(Stored dataset items)
## START

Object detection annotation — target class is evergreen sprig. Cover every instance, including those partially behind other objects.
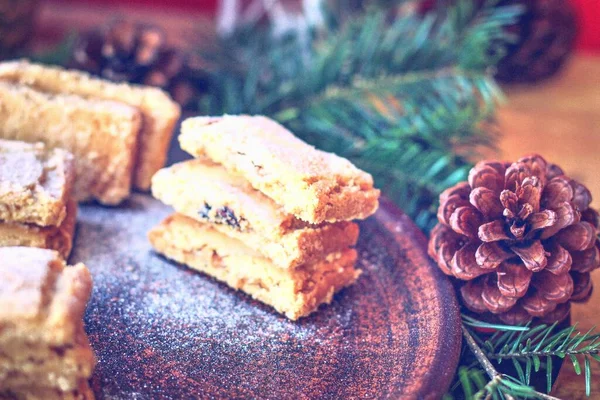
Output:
[445,315,600,399]
[199,0,520,230]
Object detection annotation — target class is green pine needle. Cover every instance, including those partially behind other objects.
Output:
[199,0,520,231]
[447,315,600,399]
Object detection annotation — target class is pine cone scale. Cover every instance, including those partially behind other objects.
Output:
[511,240,548,272]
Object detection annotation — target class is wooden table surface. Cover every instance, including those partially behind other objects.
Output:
[32,0,600,399]
[499,55,600,400]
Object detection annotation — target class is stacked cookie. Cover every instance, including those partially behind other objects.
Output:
[149,116,379,320]
[0,247,96,400]
[0,61,180,205]
[0,140,77,259]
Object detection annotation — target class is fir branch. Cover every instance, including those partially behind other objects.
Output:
[462,326,558,400]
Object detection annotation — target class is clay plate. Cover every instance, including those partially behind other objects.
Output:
[70,194,461,399]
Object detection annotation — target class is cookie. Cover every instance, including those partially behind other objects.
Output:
[0,61,181,190]
[0,247,95,398]
[179,115,379,224]
[0,199,77,260]
[149,214,360,320]
[0,80,142,205]
[0,140,75,226]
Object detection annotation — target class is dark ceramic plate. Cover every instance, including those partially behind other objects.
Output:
[71,194,461,399]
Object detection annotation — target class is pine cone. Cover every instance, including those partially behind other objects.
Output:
[429,155,600,324]
[496,0,577,82]
[0,0,38,59]
[69,21,204,107]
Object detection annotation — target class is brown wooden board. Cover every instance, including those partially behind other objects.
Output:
[70,194,461,399]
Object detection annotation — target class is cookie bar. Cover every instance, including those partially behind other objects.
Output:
[149,214,360,320]
[152,159,359,268]
[0,140,75,226]
[0,61,181,190]
[179,115,379,224]
[0,247,95,399]
[0,81,141,204]
[0,199,77,259]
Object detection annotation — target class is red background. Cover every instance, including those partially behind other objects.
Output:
[52,0,600,52]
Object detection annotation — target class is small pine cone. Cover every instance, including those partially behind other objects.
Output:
[69,21,204,107]
[429,155,600,324]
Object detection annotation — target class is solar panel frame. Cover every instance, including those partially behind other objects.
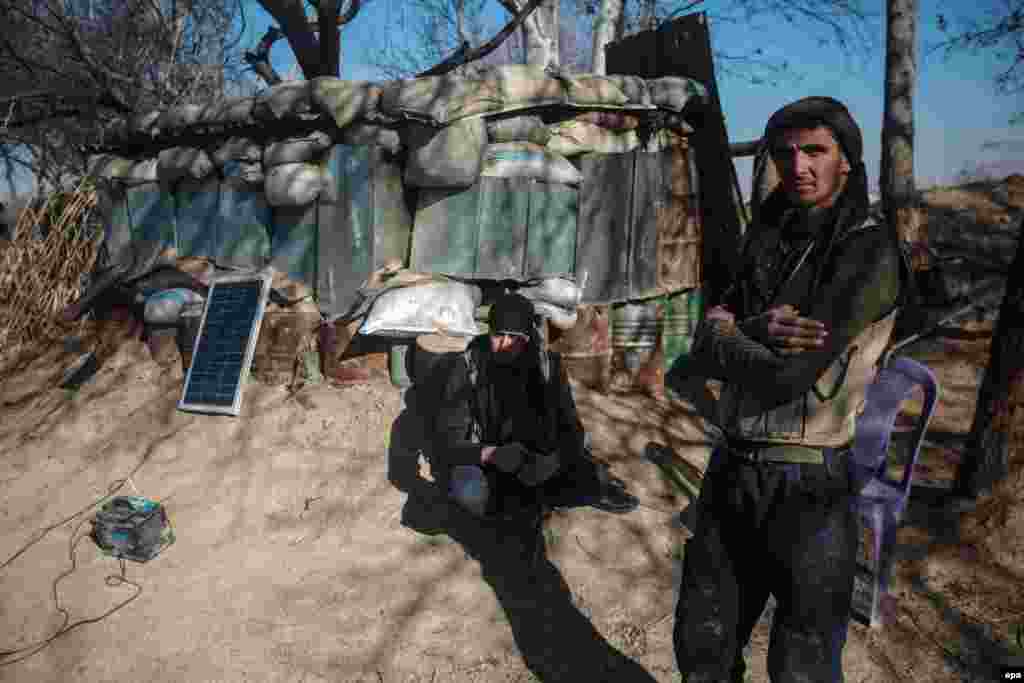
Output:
[178,268,273,417]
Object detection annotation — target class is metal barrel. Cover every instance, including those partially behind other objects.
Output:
[388,341,413,389]
[663,289,701,371]
[611,301,659,377]
[548,305,611,391]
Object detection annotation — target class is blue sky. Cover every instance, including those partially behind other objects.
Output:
[237,0,1024,200]
[4,0,1024,201]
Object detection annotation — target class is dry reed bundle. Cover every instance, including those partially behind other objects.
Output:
[0,183,102,368]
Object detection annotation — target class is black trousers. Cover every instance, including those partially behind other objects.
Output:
[674,451,859,683]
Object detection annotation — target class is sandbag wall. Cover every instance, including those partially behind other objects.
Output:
[91,66,706,389]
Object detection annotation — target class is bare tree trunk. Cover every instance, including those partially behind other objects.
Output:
[591,0,625,75]
[500,0,561,69]
[953,221,1024,498]
[879,0,928,270]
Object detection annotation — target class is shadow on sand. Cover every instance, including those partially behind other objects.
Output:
[388,387,655,683]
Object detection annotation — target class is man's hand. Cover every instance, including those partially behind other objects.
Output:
[480,442,529,474]
[519,453,561,486]
[743,304,828,355]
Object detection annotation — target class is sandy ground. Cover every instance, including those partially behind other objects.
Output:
[0,323,1015,682]
[0,179,1024,683]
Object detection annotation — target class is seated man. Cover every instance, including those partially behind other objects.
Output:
[435,294,638,517]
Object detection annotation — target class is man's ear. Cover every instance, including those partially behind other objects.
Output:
[839,152,853,175]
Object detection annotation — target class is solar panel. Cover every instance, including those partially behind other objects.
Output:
[178,271,272,417]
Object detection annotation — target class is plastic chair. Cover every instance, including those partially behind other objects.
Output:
[853,356,939,628]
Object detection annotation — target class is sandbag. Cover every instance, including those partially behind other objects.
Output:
[252,81,312,121]
[516,278,583,310]
[263,130,333,168]
[402,119,487,187]
[157,147,213,182]
[573,111,640,130]
[480,142,583,185]
[547,121,640,157]
[263,164,330,207]
[605,75,652,106]
[128,110,163,135]
[479,65,566,109]
[200,97,256,126]
[487,115,551,146]
[89,155,159,185]
[381,76,502,125]
[157,104,203,131]
[359,282,481,338]
[221,159,266,185]
[142,289,206,325]
[311,76,382,128]
[210,137,263,167]
[340,123,401,155]
[532,301,578,330]
[564,76,630,106]
[647,76,708,112]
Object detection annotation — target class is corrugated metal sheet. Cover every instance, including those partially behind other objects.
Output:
[575,154,636,303]
[410,177,579,280]
[577,147,701,304]
[270,202,318,290]
[126,182,177,247]
[216,178,272,268]
[174,176,220,258]
[607,12,741,307]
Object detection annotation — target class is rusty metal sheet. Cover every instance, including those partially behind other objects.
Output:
[575,154,634,304]
[607,12,741,301]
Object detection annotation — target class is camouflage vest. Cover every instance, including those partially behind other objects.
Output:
[720,214,898,447]
[722,311,896,447]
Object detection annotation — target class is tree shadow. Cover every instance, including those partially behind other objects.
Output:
[388,386,655,683]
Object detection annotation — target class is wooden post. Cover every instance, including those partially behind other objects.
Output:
[953,221,1024,498]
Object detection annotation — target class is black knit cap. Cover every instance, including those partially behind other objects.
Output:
[765,97,864,166]
[487,294,537,338]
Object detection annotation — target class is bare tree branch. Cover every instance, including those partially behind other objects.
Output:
[417,0,545,78]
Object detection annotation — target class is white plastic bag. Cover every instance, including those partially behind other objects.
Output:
[142,288,205,325]
[359,282,481,338]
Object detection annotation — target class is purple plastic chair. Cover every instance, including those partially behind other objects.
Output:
[853,356,939,628]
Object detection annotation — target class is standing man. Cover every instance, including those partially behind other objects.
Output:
[674,97,901,683]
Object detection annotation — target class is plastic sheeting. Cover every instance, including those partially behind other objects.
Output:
[174,177,220,258]
[410,177,579,280]
[215,178,272,268]
[125,182,177,247]
[270,202,318,289]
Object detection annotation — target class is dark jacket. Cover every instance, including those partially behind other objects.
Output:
[693,197,902,445]
[434,336,584,467]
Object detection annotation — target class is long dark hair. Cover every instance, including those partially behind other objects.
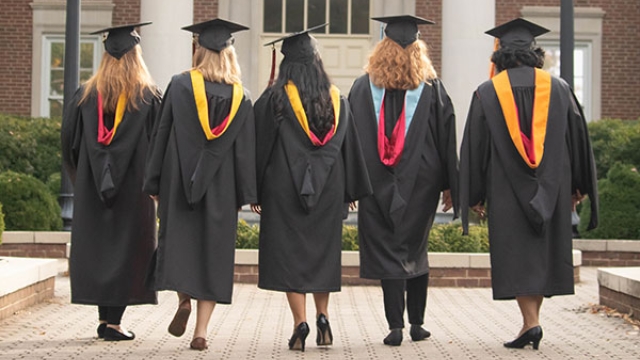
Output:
[491,46,544,72]
[273,53,334,139]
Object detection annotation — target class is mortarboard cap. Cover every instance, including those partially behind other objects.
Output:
[91,21,151,60]
[485,18,549,49]
[371,15,435,48]
[182,19,249,52]
[264,23,329,62]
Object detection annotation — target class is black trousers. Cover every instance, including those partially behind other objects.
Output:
[98,306,127,325]
[380,273,429,329]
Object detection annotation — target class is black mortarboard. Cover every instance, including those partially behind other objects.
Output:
[485,18,549,49]
[182,19,249,52]
[264,23,328,62]
[371,15,435,48]
[91,21,151,59]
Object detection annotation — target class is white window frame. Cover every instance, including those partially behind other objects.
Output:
[40,35,102,117]
[537,40,593,121]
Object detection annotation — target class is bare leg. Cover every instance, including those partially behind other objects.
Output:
[193,300,216,339]
[313,293,329,319]
[287,292,307,329]
[516,295,543,337]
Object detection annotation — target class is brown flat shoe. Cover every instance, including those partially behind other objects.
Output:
[190,338,208,351]
[168,298,191,337]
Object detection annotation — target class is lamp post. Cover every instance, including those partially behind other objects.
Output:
[560,0,574,88]
[59,0,81,231]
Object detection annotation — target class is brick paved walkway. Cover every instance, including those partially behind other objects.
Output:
[0,268,640,360]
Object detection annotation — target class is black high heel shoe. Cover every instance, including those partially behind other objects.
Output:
[316,314,333,345]
[382,329,402,346]
[97,323,107,339]
[289,322,309,352]
[504,326,542,350]
[409,325,431,341]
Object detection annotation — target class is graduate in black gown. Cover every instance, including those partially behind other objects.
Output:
[349,16,458,346]
[252,24,371,351]
[460,19,598,349]
[144,19,257,350]
[61,23,160,341]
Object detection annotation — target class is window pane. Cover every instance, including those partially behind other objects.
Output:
[263,0,282,33]
[286,0,304,33]
[49,70,64,96]
[49,100,62,117]
[80,70,93,84]
[80,42,93,69]
[51,42,64,68]
[329,0,348,34]
[307,0,327,28]
[351,0,369,34]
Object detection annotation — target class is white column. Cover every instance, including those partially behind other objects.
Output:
[218,0,254,95]
[440,0,496,148]
[140,0,193,90]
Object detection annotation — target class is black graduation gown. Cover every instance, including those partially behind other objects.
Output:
[61,87,160,306]
[254,88,371,293]
[349,75,458,279]
[460,67,598,300]
[144,72,257,304]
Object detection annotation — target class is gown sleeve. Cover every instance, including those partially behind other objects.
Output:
[460,93,491,234]
[434,80,460,219]
[341,98,373,203]
[60,87,84,184]
[143,83,173,195]
[234,97,258,207]
[253,89,278,204]
[567,91,598,230]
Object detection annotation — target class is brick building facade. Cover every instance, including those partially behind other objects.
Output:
[0,0,640,119]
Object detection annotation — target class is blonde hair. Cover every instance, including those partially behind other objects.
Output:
[80,45,159,113]
[364,37,438,90]
[193,45,241,84]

## END

*JOB*
Can you rewrite every entry from the line containing "Object detection annotation — target class is purple" down through the line containing "[380,273,429,329]" as a two-column CSV headed entry_text and answer, one row per entry, with each field quoted and line breaks turned into spaces? Leave the pictures out.

*SOLUTION TO THE PROBLEM*
entry_text,answer
"Object detection annotation — target class is purple plastic chair. Cover every instance, including those partially behind other objects. Output:","[853,356,939,628]"
"Object detection annotation — target class is standing man. Cover every instance, including those partially behind other objects. Output:","[674,97,901,683]"
"Object detection annotation — target class is plastic sheeting. Cover every instance, including those partially behind other objects. Output:","[174,177,220,258] [410,177,579,280] [215,178,272,268] [125,182,177,247] [270,202,318,289]"
"Object detection annotation — target class is dark jacket. Cover every instance, including those partially behind other objects. Output:","[693,197,902,445] [434,336,584,467]"
"Object detection annotation — target class is long dark hair. Cover every instance, including those partially behind other objects. Output:","[491,46,544,72] [273,53,334,139]"
"Object detection annotation — target class is mortarboard cap. Cover every instance, including those partially behind other objects. Output:","[91,21,151,60] [485,18,549,49] [371,15,435,48] [182,19,249,52] [264,23,329,62]"
"Object detection annotation — target class is black trousers. Cover every instance, including those partially behind other objects. Output:","[98,306,127,325] [380,273,429,329]"